Task requirements: According to the essay on the Dies irae, to whom was the poem long ascribed?

Dies Irae: Specters of The Dead in Late 19th & Early 20th-Century Instrumental Music

Alice Ivy-Pemberton

The Dies irae sequence from the Roman Catholic Mass for the Dead (also known as the Requiem) is an iconic, oft-quoted fragment of medieval music. The poem itself is also medieval (written in the Latin of the Middle Ages) and was long ascribed to the Franciscan monk Thomas of Celano (d. c. 1250); however, its origins have since been traced to an earlier version of the text from the twelfth century. It is still unknown who composed the melody of the Dies irae and when it was composed, although some scholars have suggested the mid-twelfth century as a possible date.[1] Within the liturgical upheaval and far-reaching reforms of the sixteenth-century Council of Trent, the text of the Roman Catholic Requiem was standardized, and all but four of the numerous sequence hymns and tropes which had been added to the Mass in the preceding centuries were abolished.[2] However, the very last piece to survive the Tridentine reforms and be added to the Requiem and permanently incorporated into the liturgy was the Dies irae sequence, which stands apart from the texts of the orthodox tradition because of its vivid and apocalyptic evocation of the Biblical Judgment Day[3]:

            Dies irae, dies illa,                               Day of wrath, that day
            Solvet saeclum in favilla                     Will dissolve the earth into ashes
            Teste David cum Sibilla.                     As David and the Sibyl testify.

The chant itself is not as musically appealing as other sequence hymns, with a low tessitura and restricted range, but it is nevertheless an extremely potent musical vehicle for the dark atmosphere and doomsday character of the poem.[4]  Robin Gregory’s 1953 article in Music & Letters entitled “Dies Irae,” quotes St. Bernard of Clairvaux on the extra-musical requirements of plainchant: “Let the chant be full of gravity; let it be neither too worldly, nor too rude and poor…. Let it move the heart. It should not contradict the sense of the words, but rather enhance it.”[5] As Gregory describes, the Dies irae theme does just that, with its ability to provoke a powerful sense of awe (one might say of Biblical proportions) even today, nearly nine hundred years after its origins.

Although the original text of the Dies irae is certainly foreboding with its “graphic portrayal of the Day of Judgement,” it was through a “process of gradual assimilation in secular music [that] the terror of Celano’s last judgement has become more generalized, and the melody has acquired connotations of malevolence, devilry, and witchcraft, which have no place in the original text,” as Malcolm Boyd states in his article “Dies Irae: Some Recent Manifestations,” [6] It is with these associations in mind and with a broader understanding of the Romantic and late-Romantic interest in the supernatural, the fantastic, and the macabre that much of the late-nineteenth and early-twentieth centuries’ secular uses of the Dies irae have been interpreted and analyzed.[7] In this essay, I wish to explore three very different references to the Dies irae in works by Ysaÿe, Rachmaninoff, and Brahms that nevertheless are bound together in their use of the theme as a vessel for expression of the ghostly, diabolical mysticism of death and the dead. The works considered here are Ysaÿe’s Sonata No. 2 from his Six Sonatas for Solo Violin, Op. 27 (1923), Rachmaninoff’s Rhapsody on a Theme by Paganini, Op. 43 (1934), and Brahms’ Intermezzo in Eb minor, Op. 118 No. 6 (1893).

[Region annotation rows]
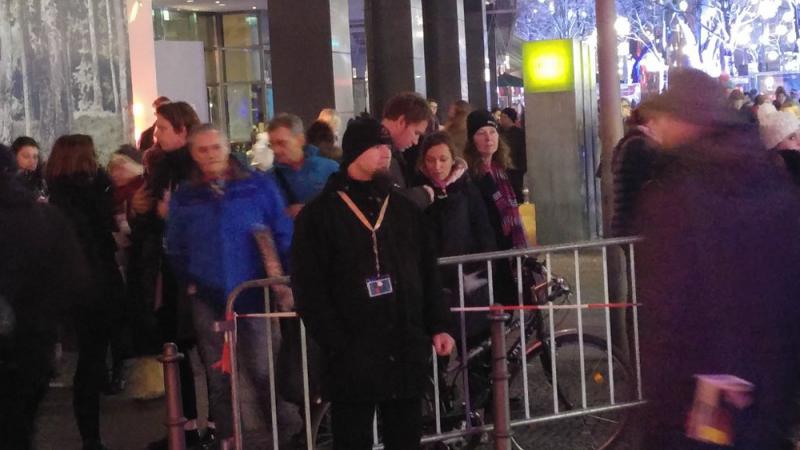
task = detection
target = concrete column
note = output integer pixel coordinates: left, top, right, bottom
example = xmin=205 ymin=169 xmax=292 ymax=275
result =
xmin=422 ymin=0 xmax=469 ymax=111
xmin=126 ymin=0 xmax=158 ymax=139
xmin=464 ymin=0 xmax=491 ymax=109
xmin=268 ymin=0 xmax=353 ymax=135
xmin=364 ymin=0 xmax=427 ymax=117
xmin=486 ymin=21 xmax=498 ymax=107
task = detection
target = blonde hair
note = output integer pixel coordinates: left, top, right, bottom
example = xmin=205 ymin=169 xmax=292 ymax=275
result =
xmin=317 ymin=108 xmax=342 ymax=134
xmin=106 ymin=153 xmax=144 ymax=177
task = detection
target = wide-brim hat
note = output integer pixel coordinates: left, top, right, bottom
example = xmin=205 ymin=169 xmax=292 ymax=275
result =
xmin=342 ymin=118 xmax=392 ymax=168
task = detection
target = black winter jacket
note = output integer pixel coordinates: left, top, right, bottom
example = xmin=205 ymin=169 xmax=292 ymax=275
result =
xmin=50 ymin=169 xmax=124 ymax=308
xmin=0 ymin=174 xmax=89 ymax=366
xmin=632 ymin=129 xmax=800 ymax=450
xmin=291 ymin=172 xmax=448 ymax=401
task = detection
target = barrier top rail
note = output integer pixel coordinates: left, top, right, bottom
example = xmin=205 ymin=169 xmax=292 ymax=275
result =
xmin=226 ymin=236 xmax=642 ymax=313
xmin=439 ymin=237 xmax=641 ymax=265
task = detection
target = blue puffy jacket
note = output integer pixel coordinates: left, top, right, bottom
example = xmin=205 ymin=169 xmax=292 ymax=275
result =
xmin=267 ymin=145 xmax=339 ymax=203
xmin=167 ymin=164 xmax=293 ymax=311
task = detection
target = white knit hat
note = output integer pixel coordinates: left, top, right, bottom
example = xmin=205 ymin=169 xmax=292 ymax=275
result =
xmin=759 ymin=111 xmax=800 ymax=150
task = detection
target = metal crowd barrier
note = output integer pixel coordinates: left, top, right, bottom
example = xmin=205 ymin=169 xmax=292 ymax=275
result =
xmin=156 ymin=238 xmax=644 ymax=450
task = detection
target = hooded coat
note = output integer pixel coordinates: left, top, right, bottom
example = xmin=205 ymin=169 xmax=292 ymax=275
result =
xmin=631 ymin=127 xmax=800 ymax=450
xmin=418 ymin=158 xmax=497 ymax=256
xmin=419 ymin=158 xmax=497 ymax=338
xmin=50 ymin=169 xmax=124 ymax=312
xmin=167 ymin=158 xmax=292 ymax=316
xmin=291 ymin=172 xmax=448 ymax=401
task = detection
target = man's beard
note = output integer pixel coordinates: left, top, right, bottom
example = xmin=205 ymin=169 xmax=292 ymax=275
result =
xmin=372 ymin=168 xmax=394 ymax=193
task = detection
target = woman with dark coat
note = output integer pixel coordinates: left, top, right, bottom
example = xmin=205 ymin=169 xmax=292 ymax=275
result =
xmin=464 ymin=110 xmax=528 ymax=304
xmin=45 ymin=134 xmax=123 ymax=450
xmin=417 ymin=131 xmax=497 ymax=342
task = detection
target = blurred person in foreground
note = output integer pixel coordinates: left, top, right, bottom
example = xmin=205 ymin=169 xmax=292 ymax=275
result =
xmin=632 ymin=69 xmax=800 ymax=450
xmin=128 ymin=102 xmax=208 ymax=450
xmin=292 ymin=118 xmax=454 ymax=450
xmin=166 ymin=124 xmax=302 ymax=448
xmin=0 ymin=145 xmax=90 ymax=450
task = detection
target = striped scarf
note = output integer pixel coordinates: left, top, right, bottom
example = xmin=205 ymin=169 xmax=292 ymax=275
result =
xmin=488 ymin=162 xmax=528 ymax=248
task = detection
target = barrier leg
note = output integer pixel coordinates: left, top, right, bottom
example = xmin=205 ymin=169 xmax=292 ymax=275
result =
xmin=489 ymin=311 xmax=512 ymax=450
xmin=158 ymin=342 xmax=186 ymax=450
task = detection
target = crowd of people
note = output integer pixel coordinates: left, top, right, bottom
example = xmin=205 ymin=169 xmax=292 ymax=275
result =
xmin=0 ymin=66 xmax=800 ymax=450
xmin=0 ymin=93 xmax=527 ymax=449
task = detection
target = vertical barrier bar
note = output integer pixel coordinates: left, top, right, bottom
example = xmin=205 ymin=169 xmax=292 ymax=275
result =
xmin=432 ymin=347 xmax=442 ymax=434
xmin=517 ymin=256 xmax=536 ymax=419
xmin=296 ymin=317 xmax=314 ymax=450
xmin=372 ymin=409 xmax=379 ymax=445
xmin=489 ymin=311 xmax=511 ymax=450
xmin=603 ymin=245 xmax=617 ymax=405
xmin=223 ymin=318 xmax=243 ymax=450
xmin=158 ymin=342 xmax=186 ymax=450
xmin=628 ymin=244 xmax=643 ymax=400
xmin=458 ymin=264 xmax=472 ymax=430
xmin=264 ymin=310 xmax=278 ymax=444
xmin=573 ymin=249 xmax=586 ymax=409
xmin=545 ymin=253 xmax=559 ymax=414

Completed task: The Franciscan monk Thomas of Celano (d. c. 1250).